## [EXERCISE TASK]
Convert the listing below into a JSON list of strings with one string per line, omitting blank lines and the pictures.

## [LISTED ENTRIES]
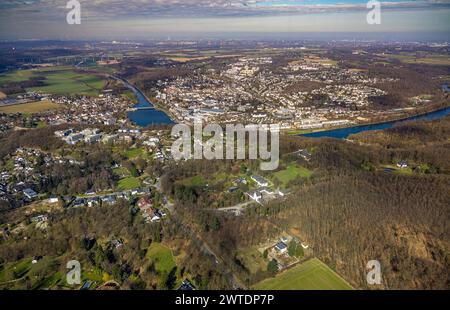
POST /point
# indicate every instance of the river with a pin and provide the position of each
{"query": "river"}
(146, 117)
(343, 133)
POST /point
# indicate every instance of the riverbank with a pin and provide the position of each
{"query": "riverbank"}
(343, 133)
(394, 118)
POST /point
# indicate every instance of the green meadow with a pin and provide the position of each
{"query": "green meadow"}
(311, 275)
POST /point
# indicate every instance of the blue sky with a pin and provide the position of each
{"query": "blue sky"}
(149, 19)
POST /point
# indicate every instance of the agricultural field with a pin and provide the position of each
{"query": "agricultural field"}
(311, 275)
(58, 80)
(291, 173)
(30, 108)
(14, 274)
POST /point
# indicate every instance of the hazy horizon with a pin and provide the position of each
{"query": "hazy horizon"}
(193, 19)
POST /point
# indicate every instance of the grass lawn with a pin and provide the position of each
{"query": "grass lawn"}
(162, 257)
(291, 173)
(121, 172)
(395, 169)
(128, 183)
(311, 275)
(32, 107)
(194, 181)
(133, 153)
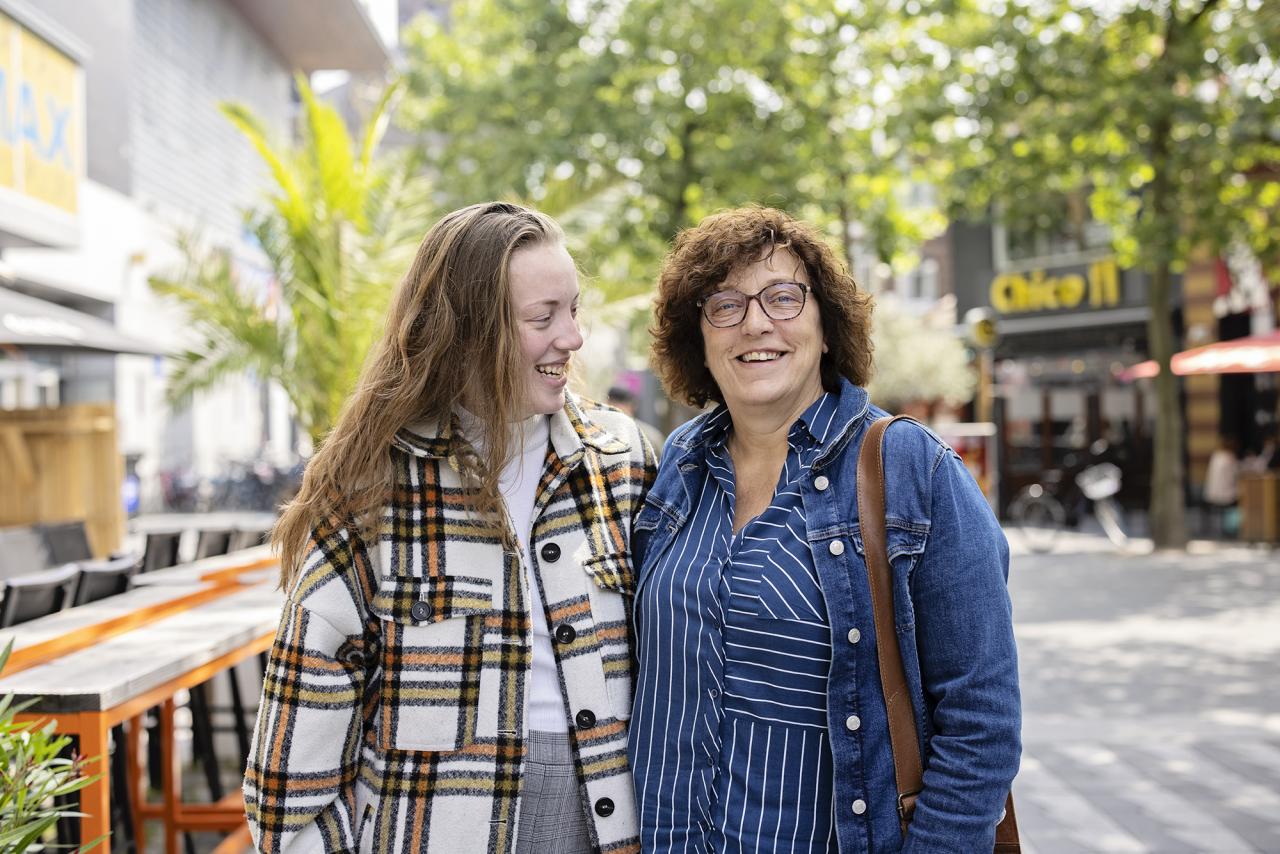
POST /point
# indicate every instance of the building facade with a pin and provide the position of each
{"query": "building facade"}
(144, 158)
(1069, 322)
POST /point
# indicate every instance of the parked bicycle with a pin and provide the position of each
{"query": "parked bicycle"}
(1042, 510)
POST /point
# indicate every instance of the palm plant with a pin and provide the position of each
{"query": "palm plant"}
(36, 777)
(338, 229)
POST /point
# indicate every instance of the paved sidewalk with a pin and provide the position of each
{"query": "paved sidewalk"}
(1151, 689)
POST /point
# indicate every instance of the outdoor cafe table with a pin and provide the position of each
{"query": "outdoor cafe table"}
(128, 668)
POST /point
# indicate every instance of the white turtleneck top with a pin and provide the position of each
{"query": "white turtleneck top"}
(519, 487)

## [REPLY]
[
  "POST /point",
  "# indicate every instance of the river with a pin and provide the position of each",
  "{\"query\": \"river\"}",
  "(146, 117)",
  "(343, 133)",
  "POST /point",
  "# indicate every instance of the riverbank with a pin and provide the position of each",
  "{\"query\": \"riverbank\"}",
  "(343, 133)",
  "(394, 118)",
  "POST /point",
  "# indicate every instance of the green meadow with a pin and provide the position of each",
  "{\"query\": \"green meadow\"}",
  "(311, 275)",
  "POST /point",
  "# indicate every instance of the blue sky with a pin and provide the position of each",
  "{\"query\": \"blue sky\"}",
  "(149, 19)",
  "POST /point",
  "# indicate every instance of the agricultural field with a pin and provide the position of each",
  "{\"query\": \"agricultural field\"}",
  "(311, 275)",
  "(58, 80)",
  "(291, 173)",
  "(30, 108)",
  "(14, 274)",
  "POST /point",
  "# indicate every instance of the hazy horizon with a pin and provide the position of each",
  "{\"query\": \"hazy horizon\"}",
  "(193, 19)",
  "POST /point",
  "# indicate every instance of the grass lawn with a pin and provide the position of each",
  "{\"query\": \"grass lawn\"}",
  "(162, 257)",
  "(291, 173)",
  "(121, 172)",
  "(395, 169)",
  "(128, 183)",
  "(311, 275)",
  "(32, 107)",
  "(194, 181)",
  "(133, 153)",
  "POST /point",
  "# indicate every instance of the building facade with a pin and provide the position of each",
  "{\"query\": \"building facade\"}",
  "(144, 158)",
  "(1069, 322)",
  "POST /point",
  "# indicate every instance of the parked bicycle with a pin and provide the position of each",
  "{\"query\": \"parked bicycle\"}",
  "(1042, 510)",
  "POST /point",
  "# indicate every instance of the palm plant with a pin and provide the position of each",
  "{\"query\": \"palm plant\"}",
  "(36, 777)",
  "(338, 229)",
  "POST /point",
  "# indicate every instance of the paved sidewalk with a pin and provide the position of each",
  "{\"query\": \"paved sidewalk\"}",
  "(1151, 689)",
  "POST /point",
  "# indicate every instance of the outdoor cafe table with a pin and provide the position of each",
  "{\"query\": \"outdoor cafe table\"}",
  "(128, 668)",
  "POST /point",
  "# indicate every instance of the white turtleneck top with a pin and provide the position of each",
  "{\"query\": \"white turtleneck top\"}",
  "(519, 487)"
]